*STORED DATA*.

:::::

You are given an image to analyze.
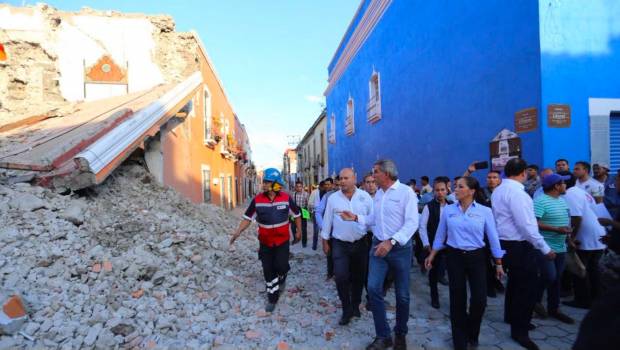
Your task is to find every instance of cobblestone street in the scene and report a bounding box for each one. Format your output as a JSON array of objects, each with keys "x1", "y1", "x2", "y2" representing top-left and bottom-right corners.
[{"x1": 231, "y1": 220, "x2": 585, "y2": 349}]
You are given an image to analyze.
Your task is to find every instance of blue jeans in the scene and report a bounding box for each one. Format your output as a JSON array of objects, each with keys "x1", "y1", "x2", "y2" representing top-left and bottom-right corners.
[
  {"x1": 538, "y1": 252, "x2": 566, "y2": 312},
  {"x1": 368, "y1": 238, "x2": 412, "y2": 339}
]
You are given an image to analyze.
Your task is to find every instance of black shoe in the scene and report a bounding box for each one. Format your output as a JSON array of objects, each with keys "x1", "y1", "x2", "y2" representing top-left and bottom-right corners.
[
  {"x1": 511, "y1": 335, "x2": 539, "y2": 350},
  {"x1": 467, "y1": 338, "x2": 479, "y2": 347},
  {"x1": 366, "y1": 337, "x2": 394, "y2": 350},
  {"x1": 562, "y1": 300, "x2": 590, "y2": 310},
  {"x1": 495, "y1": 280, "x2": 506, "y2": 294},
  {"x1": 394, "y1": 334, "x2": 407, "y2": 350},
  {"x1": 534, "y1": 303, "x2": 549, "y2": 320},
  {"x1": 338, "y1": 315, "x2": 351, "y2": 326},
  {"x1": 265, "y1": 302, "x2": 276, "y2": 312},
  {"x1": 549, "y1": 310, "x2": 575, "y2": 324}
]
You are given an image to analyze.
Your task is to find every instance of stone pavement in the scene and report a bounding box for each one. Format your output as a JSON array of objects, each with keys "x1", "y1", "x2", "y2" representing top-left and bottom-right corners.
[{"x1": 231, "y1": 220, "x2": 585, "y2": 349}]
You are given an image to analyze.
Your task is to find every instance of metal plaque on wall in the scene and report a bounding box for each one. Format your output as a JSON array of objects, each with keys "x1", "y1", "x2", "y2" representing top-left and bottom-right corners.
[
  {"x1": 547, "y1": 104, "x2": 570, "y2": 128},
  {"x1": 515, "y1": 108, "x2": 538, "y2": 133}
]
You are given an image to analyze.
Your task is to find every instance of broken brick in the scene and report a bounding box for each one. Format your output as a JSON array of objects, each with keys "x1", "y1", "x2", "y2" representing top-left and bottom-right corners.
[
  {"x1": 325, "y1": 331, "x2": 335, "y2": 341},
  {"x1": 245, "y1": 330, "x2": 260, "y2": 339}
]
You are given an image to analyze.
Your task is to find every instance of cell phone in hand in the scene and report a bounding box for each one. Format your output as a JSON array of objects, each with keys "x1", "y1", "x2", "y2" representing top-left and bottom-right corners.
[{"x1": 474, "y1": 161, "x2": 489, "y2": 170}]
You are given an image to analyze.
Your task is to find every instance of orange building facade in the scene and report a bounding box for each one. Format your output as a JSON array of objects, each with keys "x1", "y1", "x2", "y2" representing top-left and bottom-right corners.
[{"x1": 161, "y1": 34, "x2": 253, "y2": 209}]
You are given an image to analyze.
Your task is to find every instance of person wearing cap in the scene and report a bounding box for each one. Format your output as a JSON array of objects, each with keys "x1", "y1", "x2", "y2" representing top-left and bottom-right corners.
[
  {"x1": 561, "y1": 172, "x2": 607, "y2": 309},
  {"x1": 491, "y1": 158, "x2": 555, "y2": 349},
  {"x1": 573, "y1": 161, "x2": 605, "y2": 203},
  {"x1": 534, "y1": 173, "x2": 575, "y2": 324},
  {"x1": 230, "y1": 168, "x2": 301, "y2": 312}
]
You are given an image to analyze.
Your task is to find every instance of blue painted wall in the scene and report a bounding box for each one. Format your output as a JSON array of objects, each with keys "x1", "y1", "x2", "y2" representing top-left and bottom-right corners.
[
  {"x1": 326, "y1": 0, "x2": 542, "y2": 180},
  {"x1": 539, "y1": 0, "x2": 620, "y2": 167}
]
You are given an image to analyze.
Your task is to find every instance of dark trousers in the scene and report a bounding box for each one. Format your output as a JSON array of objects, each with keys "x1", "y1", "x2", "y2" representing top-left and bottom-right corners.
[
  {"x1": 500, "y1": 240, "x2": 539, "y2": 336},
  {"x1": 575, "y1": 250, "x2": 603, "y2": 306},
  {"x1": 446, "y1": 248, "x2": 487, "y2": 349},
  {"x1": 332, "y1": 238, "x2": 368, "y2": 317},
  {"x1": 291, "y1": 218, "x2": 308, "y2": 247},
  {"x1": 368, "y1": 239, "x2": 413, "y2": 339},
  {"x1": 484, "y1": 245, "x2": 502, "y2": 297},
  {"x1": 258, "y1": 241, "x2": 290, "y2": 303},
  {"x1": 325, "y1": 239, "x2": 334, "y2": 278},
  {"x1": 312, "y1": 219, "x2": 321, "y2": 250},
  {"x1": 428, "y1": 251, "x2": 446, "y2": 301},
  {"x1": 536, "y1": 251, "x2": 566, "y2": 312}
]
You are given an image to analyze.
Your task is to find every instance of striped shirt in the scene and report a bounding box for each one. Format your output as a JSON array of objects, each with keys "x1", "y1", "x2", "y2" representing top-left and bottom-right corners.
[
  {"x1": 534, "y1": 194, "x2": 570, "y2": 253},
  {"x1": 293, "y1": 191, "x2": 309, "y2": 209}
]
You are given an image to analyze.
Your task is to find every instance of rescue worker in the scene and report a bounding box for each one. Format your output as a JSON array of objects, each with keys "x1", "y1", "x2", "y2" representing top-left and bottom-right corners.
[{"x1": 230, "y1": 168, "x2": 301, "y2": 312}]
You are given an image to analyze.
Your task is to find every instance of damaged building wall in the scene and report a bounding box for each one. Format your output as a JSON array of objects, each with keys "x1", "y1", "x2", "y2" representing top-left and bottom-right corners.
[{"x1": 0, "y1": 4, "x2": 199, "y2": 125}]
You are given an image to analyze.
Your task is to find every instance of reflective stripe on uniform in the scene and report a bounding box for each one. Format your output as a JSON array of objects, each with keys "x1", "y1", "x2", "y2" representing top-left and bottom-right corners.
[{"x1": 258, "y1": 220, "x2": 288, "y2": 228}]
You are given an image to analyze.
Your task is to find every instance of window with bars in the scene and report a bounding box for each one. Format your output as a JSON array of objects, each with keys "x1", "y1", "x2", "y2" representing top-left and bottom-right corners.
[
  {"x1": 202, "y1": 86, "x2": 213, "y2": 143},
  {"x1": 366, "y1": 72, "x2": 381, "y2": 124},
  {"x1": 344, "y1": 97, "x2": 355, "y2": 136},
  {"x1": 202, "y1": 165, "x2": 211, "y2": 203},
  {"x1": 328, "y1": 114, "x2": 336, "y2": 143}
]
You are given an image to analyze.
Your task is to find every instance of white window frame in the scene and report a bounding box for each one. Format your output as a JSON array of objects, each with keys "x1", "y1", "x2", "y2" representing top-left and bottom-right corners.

:::::

*THE PROBLEM*. Show every line above that contains the string "window".

*OUTPUT OF THE EXERCISE*.
Your task is to find every instance of window with bars in the scene and report a bounding box for each one. Format your output as a JSON array of objects, each with keys "x1", "y1", "x2", "y2" representing top-left and bottom-right corners.
Your task is to find every instance of white window frame in the scene and report a bounding box for each one. Format your output as a JSON array of objects, each with keys "x1", "y1", "x2", "y2" representing top-left and bottom-right corners.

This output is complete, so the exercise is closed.